• _TEXT SHOWN_:
To further determine whether or not the putative LRC genes are expressed, we leveraged a previously generated porcine transcriptome (Liu et al. 2016). Briefly, this dataset (BioProject: PRJEB12300) contains approximately 6.3 × 108 paired-end 2 × 100 bp reads generated from the peripheral blood of 31 overtly healthy post-weaning Yorkshire piglets. These reads were downloaded and locally searched for sequences corresponding to the putative coding region sequence (CDS) for each porcine LRC Ig-like gene using BLAST+ (Camacho et al. 2009) and an E-value cutoff of 1 × 10−10. The number of sequenced fragments per kilobase of transcript per million sequenced reads (FPKM) was calculated for each gene in each sample and in the entire dataset in order to normalise expression by accounting for transcript length and number of sequenced reads.

Due to the high identity between many of the LILR genes, one RNA-Seq read often aligns to more than one gene. However, the two LILR subgroups at most share 71% identity and we did not detect individual reads mapping to both subgroups, indicating that we could accurately differentiate broad gene expression between the two clades. We also attempted to differentiate between the specific functional LILR genes to determine specific gene expression using the highest scoring hit from each read with ≥ 99% identity to the reference gene. As the most similar LILR genes are approximately 95% similar (LILR2B10 vs. LILR2A11), this 99% cutoff is specific, albeit not particularly sensitive. Thus, this cutoff likely undercounts the number of reads for the specific LILR, especially when considering likely allelic variation. This method therefore illustrates gene expression with high confidence, but is not particularly useful for comparing expression levels between genes. The extracellular region of the novel Ig-like genes is also nearly identical to one another, so as with the LILR, we first identified all reads that mapped to either the long- or short-tailed form. However, as the TM and intracellular regions are unique to each of the two novel genes, we used only these high-confidence regions to differentiate their transcription.

• _STORED DATA_:

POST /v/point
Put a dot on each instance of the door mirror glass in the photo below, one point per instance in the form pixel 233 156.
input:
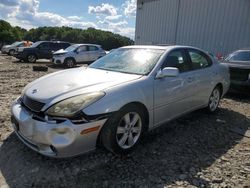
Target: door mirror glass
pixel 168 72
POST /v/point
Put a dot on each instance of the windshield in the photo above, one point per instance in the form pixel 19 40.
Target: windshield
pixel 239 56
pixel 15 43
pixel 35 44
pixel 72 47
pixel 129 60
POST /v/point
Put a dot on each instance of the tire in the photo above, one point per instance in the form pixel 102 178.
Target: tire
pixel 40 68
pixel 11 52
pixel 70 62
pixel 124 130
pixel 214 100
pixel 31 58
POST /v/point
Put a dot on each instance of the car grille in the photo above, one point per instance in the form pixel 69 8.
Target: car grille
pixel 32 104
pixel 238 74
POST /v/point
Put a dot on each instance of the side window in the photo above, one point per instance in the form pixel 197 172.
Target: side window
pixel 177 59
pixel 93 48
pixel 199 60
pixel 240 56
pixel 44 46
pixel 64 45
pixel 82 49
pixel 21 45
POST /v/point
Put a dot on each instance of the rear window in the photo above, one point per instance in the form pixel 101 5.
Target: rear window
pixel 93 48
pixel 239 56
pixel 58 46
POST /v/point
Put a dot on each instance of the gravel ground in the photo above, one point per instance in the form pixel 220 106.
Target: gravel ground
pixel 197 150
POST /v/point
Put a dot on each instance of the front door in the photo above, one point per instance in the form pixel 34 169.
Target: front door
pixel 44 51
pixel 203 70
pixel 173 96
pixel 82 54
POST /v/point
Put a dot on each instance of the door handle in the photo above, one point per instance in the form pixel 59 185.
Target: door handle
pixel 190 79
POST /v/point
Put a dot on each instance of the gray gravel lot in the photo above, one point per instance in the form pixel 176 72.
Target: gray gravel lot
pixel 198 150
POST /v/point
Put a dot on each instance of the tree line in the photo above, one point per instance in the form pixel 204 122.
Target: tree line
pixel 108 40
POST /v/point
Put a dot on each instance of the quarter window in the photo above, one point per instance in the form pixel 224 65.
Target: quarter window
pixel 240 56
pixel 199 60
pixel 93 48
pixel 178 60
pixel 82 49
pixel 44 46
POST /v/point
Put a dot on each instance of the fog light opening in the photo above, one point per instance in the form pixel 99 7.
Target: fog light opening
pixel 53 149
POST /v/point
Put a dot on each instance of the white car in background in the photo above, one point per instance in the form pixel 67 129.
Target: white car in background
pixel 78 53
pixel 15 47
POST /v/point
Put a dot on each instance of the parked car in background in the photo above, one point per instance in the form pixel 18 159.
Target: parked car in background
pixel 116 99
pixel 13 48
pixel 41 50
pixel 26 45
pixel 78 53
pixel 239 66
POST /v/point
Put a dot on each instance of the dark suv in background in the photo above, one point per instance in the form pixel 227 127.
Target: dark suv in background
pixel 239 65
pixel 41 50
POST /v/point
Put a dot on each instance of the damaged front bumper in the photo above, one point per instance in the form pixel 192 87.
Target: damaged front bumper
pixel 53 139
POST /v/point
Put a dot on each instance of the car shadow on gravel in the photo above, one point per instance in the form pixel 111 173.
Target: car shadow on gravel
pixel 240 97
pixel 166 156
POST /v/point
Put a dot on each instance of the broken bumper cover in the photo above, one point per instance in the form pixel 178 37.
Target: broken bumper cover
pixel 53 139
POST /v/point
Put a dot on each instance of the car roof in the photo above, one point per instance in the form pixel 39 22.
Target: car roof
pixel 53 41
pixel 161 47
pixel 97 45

---

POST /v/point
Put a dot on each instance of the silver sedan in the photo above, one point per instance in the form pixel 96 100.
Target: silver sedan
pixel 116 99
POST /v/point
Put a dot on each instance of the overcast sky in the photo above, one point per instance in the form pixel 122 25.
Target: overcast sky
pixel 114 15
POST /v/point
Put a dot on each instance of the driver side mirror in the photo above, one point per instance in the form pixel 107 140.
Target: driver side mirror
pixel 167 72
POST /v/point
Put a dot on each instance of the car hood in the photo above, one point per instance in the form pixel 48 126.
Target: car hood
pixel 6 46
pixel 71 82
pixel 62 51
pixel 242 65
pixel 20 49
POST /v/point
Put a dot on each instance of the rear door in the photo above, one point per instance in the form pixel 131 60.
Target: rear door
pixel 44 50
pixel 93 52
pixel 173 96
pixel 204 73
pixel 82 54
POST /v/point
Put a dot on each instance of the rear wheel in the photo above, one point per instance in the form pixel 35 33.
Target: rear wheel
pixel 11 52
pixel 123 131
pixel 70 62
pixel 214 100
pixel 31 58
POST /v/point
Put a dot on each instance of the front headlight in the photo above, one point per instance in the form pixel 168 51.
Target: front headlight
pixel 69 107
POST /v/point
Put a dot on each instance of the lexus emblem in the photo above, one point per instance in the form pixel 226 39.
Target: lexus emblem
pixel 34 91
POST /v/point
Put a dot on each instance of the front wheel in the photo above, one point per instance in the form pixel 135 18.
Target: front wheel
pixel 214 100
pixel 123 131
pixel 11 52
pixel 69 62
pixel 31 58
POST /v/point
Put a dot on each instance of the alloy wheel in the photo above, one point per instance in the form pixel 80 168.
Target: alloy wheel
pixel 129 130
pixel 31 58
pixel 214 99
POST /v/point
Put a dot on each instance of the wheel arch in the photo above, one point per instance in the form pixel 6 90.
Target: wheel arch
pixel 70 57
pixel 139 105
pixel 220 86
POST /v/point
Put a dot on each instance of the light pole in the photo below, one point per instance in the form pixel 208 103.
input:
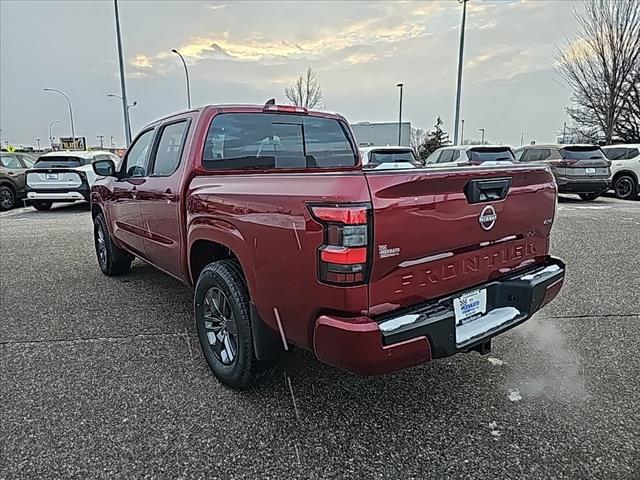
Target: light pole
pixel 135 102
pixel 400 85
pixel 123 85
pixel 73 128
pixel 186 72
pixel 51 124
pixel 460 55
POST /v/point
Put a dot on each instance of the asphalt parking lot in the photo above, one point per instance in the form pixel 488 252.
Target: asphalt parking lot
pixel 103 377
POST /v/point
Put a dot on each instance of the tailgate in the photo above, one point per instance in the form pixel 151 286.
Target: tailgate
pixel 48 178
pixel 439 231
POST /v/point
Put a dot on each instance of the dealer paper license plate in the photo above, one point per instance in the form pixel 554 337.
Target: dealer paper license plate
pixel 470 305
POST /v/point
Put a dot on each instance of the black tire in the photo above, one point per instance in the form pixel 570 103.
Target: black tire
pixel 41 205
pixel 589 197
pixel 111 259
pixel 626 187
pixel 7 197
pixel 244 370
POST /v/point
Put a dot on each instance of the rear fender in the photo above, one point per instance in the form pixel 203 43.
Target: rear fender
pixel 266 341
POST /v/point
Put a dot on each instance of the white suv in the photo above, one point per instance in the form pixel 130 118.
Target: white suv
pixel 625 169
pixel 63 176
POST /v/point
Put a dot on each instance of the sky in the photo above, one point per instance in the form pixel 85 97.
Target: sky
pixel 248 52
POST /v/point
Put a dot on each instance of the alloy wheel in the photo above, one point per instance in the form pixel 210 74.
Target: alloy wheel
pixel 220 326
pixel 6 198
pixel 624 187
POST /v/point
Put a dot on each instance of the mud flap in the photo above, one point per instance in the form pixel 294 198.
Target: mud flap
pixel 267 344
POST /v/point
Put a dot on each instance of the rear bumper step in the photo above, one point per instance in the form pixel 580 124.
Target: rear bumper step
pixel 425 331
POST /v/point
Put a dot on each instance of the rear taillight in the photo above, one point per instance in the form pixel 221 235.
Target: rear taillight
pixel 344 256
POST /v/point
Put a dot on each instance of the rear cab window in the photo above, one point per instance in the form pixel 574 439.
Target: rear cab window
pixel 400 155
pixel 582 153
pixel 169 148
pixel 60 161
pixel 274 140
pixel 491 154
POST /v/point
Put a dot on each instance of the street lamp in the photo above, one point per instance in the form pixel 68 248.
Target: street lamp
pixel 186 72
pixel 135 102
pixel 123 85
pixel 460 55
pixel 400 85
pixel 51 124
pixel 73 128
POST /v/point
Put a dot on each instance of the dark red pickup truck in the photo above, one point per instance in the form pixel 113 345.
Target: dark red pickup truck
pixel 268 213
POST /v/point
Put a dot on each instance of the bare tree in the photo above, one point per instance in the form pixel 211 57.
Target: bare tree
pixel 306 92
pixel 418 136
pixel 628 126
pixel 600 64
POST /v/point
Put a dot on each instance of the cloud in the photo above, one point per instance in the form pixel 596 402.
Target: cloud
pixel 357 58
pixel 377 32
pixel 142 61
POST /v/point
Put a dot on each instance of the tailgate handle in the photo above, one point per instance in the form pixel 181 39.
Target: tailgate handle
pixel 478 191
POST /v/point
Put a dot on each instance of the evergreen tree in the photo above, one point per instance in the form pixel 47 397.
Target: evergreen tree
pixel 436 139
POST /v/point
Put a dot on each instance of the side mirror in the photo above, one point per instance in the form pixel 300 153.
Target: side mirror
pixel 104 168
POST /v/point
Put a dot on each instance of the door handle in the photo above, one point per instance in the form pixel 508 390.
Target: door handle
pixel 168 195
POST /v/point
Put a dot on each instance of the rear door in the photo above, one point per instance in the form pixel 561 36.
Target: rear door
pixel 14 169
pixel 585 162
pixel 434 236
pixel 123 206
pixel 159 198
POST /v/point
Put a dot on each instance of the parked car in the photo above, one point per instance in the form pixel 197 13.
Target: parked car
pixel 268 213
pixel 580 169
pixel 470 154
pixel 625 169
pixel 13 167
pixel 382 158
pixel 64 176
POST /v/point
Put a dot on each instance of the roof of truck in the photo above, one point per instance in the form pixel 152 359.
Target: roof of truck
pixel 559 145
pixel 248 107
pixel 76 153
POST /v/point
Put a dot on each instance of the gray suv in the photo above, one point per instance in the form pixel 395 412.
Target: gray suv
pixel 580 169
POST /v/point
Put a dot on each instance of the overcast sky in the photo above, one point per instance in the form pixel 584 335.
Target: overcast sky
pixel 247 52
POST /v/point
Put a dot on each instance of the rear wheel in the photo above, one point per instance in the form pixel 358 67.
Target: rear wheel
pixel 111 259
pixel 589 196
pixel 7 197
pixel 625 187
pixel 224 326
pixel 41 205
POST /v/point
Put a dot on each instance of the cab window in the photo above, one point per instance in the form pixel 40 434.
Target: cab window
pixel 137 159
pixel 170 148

==

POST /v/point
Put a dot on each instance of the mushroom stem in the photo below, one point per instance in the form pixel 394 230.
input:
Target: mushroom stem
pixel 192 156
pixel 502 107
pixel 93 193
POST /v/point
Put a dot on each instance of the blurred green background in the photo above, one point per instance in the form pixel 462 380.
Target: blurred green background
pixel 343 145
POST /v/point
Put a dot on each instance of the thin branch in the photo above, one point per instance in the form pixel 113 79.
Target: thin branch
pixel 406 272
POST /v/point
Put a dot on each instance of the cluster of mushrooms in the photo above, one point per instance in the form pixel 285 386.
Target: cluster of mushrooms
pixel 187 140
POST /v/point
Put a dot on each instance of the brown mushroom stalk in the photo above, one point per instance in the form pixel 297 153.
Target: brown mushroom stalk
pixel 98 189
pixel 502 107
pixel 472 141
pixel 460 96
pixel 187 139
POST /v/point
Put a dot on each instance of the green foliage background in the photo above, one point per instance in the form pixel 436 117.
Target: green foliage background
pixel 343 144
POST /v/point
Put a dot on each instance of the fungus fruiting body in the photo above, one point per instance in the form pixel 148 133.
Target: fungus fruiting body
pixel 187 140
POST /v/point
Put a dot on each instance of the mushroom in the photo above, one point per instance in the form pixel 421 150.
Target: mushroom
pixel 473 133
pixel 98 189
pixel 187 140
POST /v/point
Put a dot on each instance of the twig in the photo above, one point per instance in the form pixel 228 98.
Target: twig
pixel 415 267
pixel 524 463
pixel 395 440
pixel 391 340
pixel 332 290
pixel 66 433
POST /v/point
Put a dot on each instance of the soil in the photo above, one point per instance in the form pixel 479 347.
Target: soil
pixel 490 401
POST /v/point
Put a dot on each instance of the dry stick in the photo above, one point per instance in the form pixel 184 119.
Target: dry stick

• _YOUR INSTRUCTIONS_: In the text on porcine LRC gene expression, what minimum percent identity to the reference gene did a read's highest scoring hit need to be counted for a specific LILR gene?

• _WRITTEN SOLUTION_: At least 99% identity.